WORK TO COMPLETE =>
• A. In the interview transcript, what kind of model does Broadbent say the corporation has in mind?
• B. From the interview transcript, reproduce the passage that opens with the words "Yes, I'm sure" and runs through the words "to get there?".

SELECTION =>
==============================
So there will be some that are dependent on the carbon tax?

BROADBENT:

Yes, I'm sure there will be.

JOURNALIST:

Is there an expectation that some of the projects that the corporation may fund will fail?

BROADBENT:

There's never an expectation that things will fail but as a financier you have to be prepared to put in place stringent guidelines and goalposts and try to assist the project in progressing but some things don't turn out the way you planned.

JOURNALIST:

What happens in that case, from the corporation's point of view? Do you set yourself milestones and pull out if you think it's not going to get there?

BROADBENT:

Well, it's very hard to generalise about that and you'd know from financing experience, sometimes you ride through with the borrower or the project and sometimes you make an assessment that this isn't worth sticking with. But it is very much dependent on the particular circumstances of the transaction and the model that we have in mind is very much a co-financing model. So we're not there on our own making that assessment. It's a collective decision of the financiers if things start going wrong. What else, are we prepared to put further funds in, what are the factors that changed the dynamics or the feasibility project from when it was first approved.
==============================
DATA SUPPLIED =>
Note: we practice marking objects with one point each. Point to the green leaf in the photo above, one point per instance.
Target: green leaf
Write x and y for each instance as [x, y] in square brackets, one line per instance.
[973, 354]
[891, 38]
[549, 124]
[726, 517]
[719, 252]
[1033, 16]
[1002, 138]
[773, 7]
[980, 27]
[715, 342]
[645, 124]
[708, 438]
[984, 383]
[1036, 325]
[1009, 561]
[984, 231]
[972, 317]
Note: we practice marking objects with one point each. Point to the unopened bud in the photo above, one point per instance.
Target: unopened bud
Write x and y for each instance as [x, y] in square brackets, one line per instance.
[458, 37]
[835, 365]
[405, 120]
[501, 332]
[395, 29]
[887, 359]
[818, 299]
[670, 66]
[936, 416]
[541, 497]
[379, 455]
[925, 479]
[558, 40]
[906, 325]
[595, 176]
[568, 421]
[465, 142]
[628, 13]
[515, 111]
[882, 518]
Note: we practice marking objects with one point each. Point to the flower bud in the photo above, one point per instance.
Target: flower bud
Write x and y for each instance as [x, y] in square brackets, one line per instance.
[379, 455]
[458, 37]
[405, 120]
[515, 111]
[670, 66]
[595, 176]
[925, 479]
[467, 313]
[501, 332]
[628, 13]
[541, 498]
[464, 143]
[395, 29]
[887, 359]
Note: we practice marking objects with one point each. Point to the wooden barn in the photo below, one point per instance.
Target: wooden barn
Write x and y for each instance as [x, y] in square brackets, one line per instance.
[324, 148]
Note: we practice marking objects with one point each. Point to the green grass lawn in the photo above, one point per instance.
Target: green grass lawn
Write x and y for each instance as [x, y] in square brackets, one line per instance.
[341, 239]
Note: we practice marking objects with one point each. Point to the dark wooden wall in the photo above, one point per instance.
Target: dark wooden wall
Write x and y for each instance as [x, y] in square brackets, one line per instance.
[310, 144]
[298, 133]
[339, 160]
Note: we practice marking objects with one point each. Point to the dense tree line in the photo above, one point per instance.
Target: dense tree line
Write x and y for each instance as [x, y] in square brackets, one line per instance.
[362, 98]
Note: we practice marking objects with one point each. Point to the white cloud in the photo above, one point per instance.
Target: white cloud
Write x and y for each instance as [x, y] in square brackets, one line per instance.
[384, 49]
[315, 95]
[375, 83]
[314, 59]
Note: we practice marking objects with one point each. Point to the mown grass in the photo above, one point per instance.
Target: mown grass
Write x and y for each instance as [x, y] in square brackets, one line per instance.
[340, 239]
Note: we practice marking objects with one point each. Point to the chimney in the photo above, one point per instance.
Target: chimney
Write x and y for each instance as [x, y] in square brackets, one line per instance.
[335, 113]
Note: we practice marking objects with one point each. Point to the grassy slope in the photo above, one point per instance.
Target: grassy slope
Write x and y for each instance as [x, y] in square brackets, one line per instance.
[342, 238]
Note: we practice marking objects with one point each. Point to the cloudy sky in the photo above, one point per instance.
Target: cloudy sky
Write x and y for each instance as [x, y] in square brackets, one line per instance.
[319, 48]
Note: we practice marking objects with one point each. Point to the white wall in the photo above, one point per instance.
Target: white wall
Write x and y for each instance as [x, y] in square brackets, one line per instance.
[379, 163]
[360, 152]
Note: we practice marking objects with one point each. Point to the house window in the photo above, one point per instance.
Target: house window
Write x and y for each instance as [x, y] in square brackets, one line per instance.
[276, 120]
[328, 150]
==============================
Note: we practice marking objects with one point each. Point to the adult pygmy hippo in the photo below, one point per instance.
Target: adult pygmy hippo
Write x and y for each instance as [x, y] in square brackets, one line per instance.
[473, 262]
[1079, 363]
==============================
SOLUTIONS BY TASK =>
• A. A co-financing model.

• B.
Yes, I'm sure there will be.

JOURNALIST:

Is there an expectation that some of the projects that the corporation may fund will fail?

BROADBENT:

There's never an expectation that things will fail but as a financier you have to be prepared to put in place stringent guidelines and goalposts and try to assist the project in progressing but some things don't turn out the way you planned.

JOURNALIST:

What happens in that case, from the corporation's point of view? Do you set yourself milestones and pull out if you think it's not going to get there?